• **Input records**
━━━━━━━━━━━━━━━━━━━━━━━━━━━━━━
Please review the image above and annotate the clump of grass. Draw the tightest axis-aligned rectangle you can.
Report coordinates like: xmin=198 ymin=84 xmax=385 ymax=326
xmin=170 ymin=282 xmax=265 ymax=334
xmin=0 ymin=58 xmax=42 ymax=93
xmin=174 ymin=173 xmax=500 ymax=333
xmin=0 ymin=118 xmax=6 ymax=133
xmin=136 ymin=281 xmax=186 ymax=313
━━━━━━━━━━━━━━━━━━━━━━━━━━━━━━
• **Task statement**
Every line from the one containing "Report coordinates like: xmin=198" to the end of the material above must be written out exactly. Nothing else is wanted.

• **Exercise result**
Report coordinates like: xmin=198 ymin=84 xmax=385 ymax=326
xmin=170 ymin=282 xmax=265 ymax=334
xmin=0 ymin=58 xmax=42 ymax=93
xmin=174 ymin=173 xmax=500 ymax=333
xmin=0 ymin=118 xmax=6 ymax=133
xmin=136 ymin=281 xmax=186 ymax=313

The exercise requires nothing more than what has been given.